Text block START
Linear Regression

This is the first assignment from Andrew Ng's Machine Learning class. In this notebook we perform linear regression with one variable and with multiple variables.

Importing Libraries


In [1]:
import numpy as np
import matplotlib.pyplot as plt
%matplotlib inline

Linear Regression with One Variable

Loading data from text file into a numpy ndarray.


In [2]:
exercise_1_data = np.genfromtxt("ex1data1.txt", delimiter=",", dtype = float)
print(exercise_1_data.shape)
exercise_1_data[0:5]


(97, 2)
Out[2]:
array([[  6.1101,  17.592 ],
       [  5.5277,   9.1302],
       [  8.5186,  13.662 ],
       [  7.0032,  11.854 ],
       [  5.8598,   6.8233]])

Creating training data matrix X and target values y


In [3]:
X_train = exercise_1_data[:,0] 
X_train = X_train.reshape( (len(X_train),1) )
print(X_train.shape)
X_train[0:5]


(97, 1)
Out[3]:
array([[ 6.1101],
       [ 5.5277],
       [ 8.5186],
       [ 7.0032],
       [ 5.8598]])

In [4]:
y_train = exercise_1_data[:,1] 
y_train = y_train.reshape( (len(y_train),1) )
print(y_train.shape)
Text block END
:: Apply what you read ::
- a) Write out the stretch of the linear regression notebook from "This is the" through "a numpy ndarray.".
- b) Extend the linear regression notebook, picking up right after its last line.
Extracted information START
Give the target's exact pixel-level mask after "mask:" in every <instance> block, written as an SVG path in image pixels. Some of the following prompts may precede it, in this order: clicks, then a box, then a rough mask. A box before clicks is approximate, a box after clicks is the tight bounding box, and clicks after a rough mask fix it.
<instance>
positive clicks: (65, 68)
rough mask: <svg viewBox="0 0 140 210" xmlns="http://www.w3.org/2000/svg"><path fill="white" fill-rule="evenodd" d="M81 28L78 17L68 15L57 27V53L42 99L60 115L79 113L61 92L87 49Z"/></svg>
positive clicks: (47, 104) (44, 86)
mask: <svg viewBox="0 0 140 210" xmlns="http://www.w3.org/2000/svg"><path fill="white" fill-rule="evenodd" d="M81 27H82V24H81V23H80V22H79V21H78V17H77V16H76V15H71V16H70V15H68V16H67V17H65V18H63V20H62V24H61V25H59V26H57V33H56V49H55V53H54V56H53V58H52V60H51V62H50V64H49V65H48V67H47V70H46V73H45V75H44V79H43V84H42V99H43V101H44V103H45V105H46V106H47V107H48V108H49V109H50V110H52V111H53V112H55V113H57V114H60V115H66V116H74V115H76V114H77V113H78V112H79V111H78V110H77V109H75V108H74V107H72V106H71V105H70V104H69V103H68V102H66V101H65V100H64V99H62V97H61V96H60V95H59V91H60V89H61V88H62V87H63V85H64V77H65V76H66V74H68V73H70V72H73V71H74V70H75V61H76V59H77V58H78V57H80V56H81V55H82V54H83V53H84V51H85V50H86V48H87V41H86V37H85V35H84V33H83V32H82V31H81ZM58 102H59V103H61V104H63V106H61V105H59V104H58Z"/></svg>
Extracted information END
:: Expected outputs ::
- a)
This is the first assignment from Andrew Ng's Machine Learning class. In this notebook we perform linear regression with one variable and with multiple variables.

Importing Libraries


In [1]:
import numpy as np
import matplotlib.pyplot as plt
%matplotlib inline

Linear Regression with One Variable

Loading data from text file into a numpy ndarray.

- b)
y_train[0:5]


(97, 1)
Out[4]:
array([[ 17.592 ],
       [  9.1302],
       [ 13.662 ],
       [ 11.854 ],
       [  6.8233]])

Plotting the data.


In [5]:
plt.figure(figsize=(8, 6))
plt.scatter(X_train, y_train, marker = "+", color = "red", s=70)
plt.xlabel("Population of City in 10,000s", fontsize = 16)
plt.ylabel("Profit in $10,00s", fontsize = 16)
plt.xlim((4.0,24.0))
plt.ylim((-5.0,25.0))


Out[5]:
(-5.0, 25.0)

Gradient Descent Function

First building helper function to make predictions given data and the weights and bias.


In [6]:
def predicted_values(bias, weights, X_data):
    
    predictions = bias + np.dot( X_data, weights )
    
    return predictions

This function takes as input the training data X_data and y_data (the target values) and the number of iterations and learning rate for gradient descent. This function returns the weights and bias learned by gradient descent and the value of the cost function after each iteration.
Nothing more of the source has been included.